> [Extracted data]:

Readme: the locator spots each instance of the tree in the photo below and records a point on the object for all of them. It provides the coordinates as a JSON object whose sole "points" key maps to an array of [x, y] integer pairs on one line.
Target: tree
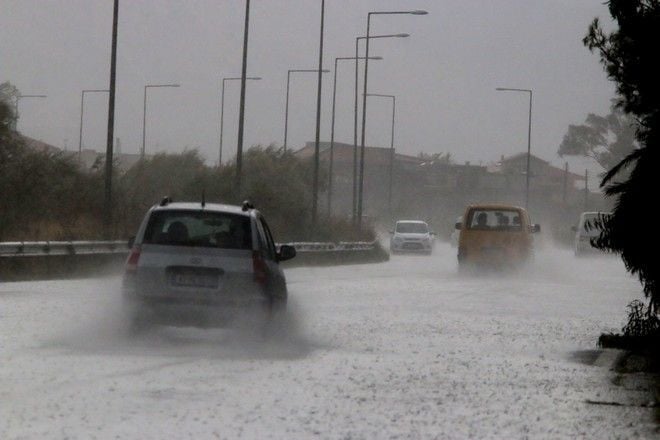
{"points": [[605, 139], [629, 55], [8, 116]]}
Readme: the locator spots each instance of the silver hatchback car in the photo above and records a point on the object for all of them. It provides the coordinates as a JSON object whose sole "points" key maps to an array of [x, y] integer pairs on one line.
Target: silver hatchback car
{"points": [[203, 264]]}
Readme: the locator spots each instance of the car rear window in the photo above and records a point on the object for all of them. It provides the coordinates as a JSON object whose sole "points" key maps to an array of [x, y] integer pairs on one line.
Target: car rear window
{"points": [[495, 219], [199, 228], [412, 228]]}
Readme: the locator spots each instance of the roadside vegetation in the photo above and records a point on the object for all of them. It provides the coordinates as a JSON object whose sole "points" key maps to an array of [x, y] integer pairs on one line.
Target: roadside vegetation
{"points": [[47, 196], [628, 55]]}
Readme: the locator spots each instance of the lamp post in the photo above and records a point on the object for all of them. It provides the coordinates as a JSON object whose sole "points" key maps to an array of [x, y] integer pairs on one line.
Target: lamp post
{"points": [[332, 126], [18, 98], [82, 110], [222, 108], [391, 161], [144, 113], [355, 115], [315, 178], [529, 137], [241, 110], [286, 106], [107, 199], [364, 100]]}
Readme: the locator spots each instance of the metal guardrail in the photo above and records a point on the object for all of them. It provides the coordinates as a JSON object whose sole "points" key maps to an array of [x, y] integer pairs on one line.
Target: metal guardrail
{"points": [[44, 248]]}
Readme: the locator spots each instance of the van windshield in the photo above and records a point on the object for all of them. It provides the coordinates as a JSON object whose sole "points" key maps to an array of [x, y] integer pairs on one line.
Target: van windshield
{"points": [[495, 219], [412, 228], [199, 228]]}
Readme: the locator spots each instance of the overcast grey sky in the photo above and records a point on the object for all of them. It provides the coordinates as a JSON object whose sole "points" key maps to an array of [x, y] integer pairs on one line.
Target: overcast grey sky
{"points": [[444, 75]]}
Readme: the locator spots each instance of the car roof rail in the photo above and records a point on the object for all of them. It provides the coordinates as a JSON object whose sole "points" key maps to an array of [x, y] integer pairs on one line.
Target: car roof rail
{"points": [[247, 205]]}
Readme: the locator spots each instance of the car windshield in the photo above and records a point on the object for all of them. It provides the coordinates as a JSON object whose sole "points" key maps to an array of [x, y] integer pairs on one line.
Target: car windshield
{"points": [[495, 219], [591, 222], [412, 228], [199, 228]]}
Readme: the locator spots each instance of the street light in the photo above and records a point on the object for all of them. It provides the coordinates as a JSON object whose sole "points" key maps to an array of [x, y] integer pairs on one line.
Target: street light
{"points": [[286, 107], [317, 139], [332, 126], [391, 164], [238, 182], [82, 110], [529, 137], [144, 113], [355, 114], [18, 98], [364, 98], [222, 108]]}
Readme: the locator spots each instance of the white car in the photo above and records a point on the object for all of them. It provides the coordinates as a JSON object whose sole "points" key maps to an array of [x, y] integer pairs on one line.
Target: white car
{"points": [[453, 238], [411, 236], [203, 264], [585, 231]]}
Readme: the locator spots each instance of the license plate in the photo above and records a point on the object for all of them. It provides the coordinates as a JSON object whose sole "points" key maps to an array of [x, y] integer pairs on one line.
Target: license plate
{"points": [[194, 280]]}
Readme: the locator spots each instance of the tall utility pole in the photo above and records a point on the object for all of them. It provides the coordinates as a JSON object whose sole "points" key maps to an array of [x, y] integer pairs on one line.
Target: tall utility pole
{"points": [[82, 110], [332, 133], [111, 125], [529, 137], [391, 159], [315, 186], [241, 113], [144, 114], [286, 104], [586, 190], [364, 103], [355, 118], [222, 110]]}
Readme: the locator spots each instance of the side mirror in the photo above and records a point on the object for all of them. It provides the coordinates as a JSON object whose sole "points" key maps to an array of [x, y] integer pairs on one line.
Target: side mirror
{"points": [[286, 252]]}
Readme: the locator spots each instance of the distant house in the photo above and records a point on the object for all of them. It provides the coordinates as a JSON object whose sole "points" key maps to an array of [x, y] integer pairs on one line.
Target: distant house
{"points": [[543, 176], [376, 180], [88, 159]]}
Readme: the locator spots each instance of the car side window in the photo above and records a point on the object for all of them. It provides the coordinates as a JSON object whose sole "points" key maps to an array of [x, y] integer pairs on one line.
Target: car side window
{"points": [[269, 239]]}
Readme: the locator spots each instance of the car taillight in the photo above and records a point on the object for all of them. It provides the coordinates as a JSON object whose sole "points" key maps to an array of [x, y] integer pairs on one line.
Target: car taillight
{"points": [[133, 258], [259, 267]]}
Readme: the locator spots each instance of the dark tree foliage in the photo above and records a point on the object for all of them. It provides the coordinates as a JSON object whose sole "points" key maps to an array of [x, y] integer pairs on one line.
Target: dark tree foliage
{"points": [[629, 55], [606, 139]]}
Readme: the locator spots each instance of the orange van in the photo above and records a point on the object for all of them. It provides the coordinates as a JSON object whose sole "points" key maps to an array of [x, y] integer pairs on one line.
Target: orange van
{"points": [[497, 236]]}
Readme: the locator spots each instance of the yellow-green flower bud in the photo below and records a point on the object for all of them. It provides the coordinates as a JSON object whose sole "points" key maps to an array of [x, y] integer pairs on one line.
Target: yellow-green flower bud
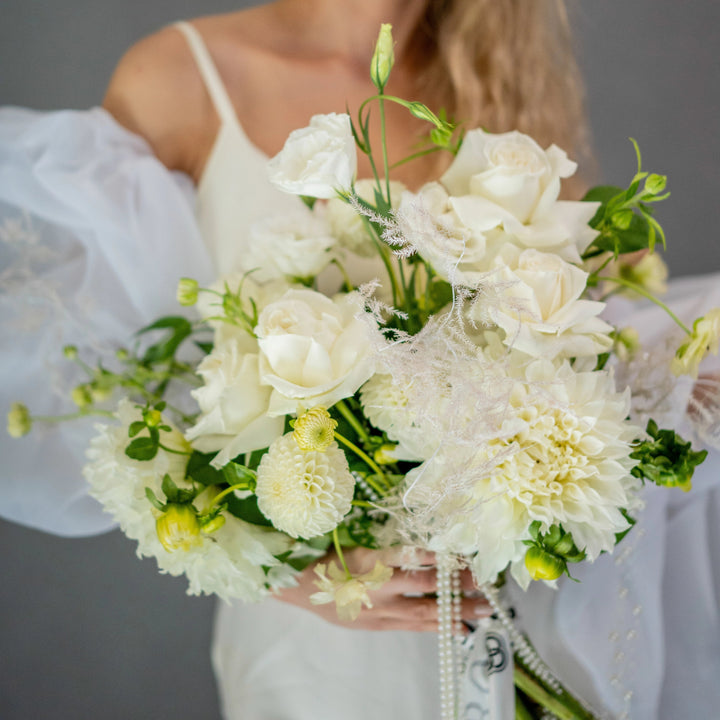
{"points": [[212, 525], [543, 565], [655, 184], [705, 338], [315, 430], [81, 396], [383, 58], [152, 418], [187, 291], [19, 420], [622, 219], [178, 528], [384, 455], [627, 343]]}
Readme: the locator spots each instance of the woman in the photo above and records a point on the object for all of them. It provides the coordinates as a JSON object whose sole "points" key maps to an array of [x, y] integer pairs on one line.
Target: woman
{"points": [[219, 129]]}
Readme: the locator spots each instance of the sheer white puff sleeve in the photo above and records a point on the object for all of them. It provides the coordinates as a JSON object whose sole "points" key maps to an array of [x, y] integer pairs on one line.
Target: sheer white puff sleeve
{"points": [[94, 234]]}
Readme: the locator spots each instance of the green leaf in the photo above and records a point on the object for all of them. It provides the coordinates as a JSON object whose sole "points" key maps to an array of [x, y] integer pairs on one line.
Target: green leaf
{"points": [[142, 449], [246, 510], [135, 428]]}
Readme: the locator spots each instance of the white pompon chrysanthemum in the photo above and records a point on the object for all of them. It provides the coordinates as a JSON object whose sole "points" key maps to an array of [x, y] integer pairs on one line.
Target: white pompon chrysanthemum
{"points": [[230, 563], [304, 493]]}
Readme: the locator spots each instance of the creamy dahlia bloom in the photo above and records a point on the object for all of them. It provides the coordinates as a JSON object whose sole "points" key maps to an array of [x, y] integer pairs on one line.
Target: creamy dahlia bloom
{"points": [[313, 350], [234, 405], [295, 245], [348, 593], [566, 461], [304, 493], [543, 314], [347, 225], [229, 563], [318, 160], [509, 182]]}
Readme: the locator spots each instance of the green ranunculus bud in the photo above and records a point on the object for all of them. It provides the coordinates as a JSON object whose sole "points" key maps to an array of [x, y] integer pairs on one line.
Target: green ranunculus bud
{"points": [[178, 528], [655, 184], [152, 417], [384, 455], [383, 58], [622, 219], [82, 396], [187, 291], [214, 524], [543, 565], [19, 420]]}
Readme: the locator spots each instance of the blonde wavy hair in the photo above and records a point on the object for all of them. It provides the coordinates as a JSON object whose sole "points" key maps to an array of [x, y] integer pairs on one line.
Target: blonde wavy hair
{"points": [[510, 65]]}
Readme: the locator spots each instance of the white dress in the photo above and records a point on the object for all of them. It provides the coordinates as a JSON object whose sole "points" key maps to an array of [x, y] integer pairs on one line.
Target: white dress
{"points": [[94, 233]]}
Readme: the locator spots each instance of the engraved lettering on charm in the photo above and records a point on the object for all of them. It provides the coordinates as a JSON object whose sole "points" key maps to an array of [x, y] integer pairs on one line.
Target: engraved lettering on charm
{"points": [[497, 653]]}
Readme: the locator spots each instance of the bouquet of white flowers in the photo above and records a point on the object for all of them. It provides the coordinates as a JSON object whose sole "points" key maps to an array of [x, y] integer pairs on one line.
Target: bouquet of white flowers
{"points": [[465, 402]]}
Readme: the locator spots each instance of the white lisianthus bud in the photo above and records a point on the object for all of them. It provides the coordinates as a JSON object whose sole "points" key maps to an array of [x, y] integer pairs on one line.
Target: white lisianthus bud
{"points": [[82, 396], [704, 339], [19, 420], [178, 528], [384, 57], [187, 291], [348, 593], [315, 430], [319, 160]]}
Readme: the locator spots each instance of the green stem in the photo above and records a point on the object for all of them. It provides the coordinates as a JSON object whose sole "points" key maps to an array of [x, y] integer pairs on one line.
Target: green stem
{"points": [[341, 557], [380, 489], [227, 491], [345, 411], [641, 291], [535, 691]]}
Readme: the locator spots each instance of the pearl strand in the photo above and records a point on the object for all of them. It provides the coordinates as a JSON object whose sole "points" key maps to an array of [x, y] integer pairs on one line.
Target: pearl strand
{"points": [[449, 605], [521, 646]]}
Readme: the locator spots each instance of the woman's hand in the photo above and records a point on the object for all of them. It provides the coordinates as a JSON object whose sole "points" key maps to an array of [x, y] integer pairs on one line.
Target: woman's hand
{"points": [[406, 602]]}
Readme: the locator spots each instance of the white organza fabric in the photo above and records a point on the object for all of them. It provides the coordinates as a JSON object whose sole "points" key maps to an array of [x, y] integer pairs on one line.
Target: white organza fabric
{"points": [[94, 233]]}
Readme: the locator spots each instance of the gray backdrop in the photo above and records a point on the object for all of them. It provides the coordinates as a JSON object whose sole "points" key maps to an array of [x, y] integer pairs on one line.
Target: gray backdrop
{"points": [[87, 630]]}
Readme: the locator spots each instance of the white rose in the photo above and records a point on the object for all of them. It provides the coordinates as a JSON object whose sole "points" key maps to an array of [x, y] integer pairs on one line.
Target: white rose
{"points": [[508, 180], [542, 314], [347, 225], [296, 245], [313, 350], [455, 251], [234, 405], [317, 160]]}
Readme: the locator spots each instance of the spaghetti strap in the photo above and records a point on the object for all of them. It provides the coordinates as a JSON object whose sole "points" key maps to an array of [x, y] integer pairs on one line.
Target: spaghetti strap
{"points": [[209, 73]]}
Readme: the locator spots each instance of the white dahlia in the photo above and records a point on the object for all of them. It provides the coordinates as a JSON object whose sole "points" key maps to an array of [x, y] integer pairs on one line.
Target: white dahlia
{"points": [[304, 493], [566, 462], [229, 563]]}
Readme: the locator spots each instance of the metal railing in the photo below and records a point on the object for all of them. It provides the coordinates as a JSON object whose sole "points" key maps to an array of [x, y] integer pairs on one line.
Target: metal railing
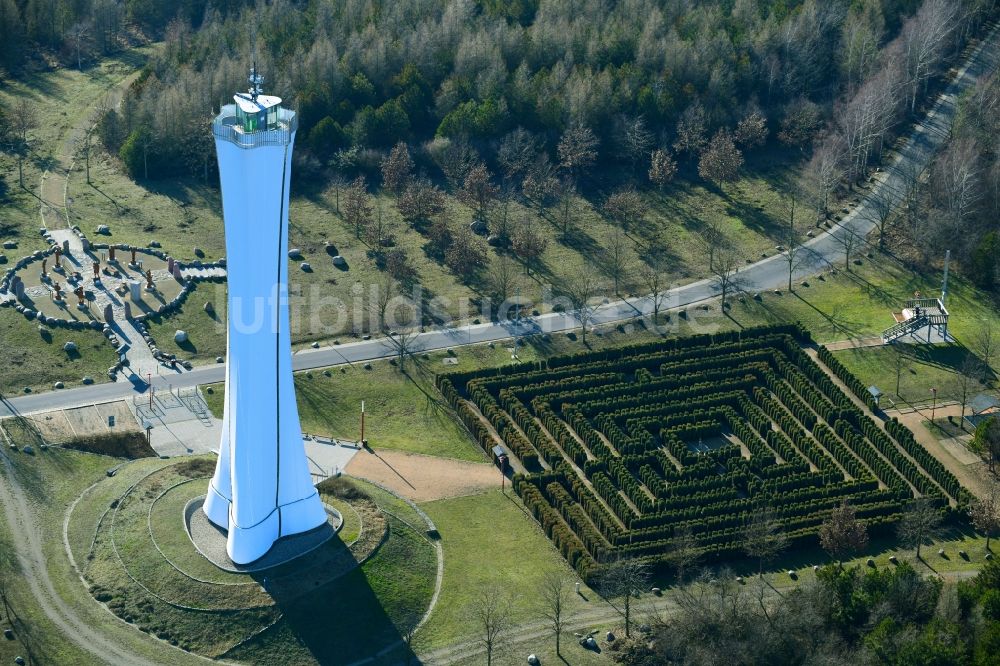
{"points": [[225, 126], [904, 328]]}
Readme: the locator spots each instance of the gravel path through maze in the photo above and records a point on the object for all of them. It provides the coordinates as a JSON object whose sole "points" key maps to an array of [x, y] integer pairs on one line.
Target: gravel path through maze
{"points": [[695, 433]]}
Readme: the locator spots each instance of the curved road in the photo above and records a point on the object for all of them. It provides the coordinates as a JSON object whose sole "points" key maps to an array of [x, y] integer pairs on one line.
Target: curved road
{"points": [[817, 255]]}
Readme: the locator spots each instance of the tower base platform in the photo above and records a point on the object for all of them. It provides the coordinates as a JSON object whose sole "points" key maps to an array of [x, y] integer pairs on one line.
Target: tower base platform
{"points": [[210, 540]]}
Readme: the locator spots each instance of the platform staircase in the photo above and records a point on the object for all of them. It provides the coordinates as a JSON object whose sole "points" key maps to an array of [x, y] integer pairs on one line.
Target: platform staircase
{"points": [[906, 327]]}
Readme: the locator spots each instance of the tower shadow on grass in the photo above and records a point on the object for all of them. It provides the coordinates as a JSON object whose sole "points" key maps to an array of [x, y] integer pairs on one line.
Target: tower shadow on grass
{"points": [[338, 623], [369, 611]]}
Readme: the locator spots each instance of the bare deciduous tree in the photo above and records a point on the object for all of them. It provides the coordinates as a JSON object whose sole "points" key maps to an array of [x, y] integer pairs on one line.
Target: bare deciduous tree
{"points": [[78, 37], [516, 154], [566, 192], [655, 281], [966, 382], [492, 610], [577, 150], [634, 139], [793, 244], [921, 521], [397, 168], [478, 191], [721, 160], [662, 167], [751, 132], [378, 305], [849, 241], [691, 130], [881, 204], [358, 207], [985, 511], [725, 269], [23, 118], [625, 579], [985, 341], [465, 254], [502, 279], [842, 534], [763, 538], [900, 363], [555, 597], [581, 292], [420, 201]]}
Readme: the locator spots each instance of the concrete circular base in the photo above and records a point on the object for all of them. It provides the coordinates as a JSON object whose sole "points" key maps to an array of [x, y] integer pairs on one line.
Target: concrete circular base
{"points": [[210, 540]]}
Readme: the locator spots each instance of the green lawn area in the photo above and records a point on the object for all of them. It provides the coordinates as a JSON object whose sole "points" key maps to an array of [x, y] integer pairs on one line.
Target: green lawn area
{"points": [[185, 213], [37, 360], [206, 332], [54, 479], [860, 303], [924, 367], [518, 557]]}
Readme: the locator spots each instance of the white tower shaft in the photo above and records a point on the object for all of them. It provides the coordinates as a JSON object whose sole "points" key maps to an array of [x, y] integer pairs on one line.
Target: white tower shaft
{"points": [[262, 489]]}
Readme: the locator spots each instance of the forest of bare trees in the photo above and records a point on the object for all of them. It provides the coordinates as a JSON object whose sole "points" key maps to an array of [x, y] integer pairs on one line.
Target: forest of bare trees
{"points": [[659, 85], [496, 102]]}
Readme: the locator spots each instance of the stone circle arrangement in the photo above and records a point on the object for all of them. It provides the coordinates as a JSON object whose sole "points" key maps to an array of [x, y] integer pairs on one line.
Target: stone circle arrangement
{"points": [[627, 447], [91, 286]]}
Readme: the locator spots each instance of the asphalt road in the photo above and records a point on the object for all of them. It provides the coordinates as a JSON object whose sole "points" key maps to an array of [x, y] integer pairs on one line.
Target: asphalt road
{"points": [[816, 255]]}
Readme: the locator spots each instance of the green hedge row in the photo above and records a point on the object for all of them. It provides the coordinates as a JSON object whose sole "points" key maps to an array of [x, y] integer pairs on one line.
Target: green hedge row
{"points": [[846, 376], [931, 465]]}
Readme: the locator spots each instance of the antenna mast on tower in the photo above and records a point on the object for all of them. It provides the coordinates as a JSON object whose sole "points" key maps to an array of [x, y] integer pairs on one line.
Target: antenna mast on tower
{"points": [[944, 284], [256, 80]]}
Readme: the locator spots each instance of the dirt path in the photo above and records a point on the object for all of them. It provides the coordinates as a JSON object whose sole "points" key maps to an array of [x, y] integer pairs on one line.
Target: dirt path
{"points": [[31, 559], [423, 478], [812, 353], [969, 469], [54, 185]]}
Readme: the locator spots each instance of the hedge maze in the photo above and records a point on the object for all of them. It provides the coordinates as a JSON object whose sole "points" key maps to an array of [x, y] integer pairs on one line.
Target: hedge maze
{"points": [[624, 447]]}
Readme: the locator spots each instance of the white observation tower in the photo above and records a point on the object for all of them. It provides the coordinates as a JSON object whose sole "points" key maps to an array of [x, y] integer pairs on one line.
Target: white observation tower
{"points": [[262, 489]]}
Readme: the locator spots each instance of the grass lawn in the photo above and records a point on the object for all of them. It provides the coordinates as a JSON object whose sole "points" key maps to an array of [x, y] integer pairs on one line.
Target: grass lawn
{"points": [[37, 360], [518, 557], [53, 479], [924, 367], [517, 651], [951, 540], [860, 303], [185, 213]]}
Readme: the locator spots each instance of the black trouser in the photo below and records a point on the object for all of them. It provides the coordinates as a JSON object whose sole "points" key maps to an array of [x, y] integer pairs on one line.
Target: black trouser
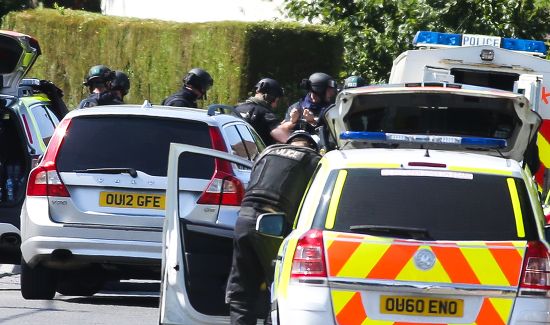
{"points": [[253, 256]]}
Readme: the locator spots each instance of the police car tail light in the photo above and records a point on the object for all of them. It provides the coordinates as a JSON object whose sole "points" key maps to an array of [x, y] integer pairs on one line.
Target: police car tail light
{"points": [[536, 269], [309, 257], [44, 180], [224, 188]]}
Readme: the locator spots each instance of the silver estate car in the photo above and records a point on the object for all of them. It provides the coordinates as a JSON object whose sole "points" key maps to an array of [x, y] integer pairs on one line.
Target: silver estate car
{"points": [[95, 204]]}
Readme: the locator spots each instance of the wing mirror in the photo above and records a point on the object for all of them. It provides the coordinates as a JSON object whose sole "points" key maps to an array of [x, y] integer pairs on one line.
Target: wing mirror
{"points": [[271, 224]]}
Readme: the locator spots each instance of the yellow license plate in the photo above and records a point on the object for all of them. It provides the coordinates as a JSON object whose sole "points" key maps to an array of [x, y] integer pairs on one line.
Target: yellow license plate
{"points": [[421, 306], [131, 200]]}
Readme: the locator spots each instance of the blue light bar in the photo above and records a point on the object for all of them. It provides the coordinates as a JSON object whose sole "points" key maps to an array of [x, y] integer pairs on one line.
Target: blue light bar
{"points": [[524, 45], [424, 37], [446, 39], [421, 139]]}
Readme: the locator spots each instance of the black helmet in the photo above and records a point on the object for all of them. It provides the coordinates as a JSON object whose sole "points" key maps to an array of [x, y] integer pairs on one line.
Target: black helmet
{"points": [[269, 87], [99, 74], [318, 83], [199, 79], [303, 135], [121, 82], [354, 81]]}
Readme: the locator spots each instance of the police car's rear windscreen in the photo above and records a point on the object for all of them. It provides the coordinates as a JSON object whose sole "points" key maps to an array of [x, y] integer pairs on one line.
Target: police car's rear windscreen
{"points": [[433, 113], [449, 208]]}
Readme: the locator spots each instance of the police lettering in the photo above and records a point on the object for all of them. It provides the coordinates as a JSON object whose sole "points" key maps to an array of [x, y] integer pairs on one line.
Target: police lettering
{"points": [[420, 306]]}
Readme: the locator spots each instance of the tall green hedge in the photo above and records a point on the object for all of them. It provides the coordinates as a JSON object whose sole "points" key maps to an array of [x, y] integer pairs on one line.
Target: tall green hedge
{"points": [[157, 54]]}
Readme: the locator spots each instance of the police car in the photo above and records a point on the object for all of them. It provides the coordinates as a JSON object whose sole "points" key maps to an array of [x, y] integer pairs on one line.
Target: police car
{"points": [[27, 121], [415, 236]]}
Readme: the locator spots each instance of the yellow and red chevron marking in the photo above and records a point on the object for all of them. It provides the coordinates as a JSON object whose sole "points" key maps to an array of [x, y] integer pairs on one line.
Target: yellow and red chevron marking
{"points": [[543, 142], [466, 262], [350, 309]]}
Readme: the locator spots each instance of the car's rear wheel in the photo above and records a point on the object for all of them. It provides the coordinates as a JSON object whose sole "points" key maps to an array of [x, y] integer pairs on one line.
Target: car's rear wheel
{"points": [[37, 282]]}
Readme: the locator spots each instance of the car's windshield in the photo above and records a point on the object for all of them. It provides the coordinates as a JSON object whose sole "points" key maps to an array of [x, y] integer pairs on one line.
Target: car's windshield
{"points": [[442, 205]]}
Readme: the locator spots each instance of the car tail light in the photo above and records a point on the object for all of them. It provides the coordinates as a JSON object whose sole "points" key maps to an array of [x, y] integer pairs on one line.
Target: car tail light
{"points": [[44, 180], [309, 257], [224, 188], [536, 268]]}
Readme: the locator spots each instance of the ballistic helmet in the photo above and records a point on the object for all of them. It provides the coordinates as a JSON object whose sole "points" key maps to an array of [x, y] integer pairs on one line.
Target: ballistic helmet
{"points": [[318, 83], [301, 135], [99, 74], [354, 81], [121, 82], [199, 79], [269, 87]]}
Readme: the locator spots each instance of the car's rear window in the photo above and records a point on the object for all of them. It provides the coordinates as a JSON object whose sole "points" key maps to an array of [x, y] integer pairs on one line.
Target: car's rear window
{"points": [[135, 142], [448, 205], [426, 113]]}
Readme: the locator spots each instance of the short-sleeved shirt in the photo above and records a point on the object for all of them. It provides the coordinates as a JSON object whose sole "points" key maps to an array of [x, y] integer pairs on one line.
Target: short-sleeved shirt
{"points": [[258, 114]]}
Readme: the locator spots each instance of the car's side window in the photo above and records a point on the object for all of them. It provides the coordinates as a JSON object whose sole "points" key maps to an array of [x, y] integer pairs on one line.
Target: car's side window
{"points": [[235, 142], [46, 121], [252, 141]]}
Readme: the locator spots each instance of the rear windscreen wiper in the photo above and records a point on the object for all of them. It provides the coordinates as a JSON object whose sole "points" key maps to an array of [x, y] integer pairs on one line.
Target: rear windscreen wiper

> [Task brief]: Copy the rows from the line containing "Readme: the locator spots each instance of the car's side" through the end of the rows, requests included, and shift every point coordinate in the answers by -48.

> [Exercise response]:
Readme: the locator spots each instance of the car's side window in the photo above and records a point on the object for all of them. It provides the coordinates as a JSON object whose sole "points" key maps to an array of [x, y] integer pairs on one line.
Target: car's side window
{"points": [[187, 94], [-2, 73], [204, 93]]}
Readme: the locator spots each instance of the rear windscreen wiper in the photo above and records a point on the object for all of them. It provides the coordinates as a JSON object whose sole "points" key maps to an array of [x, y] integer pairs on one line.
Target: rear windscreen wiper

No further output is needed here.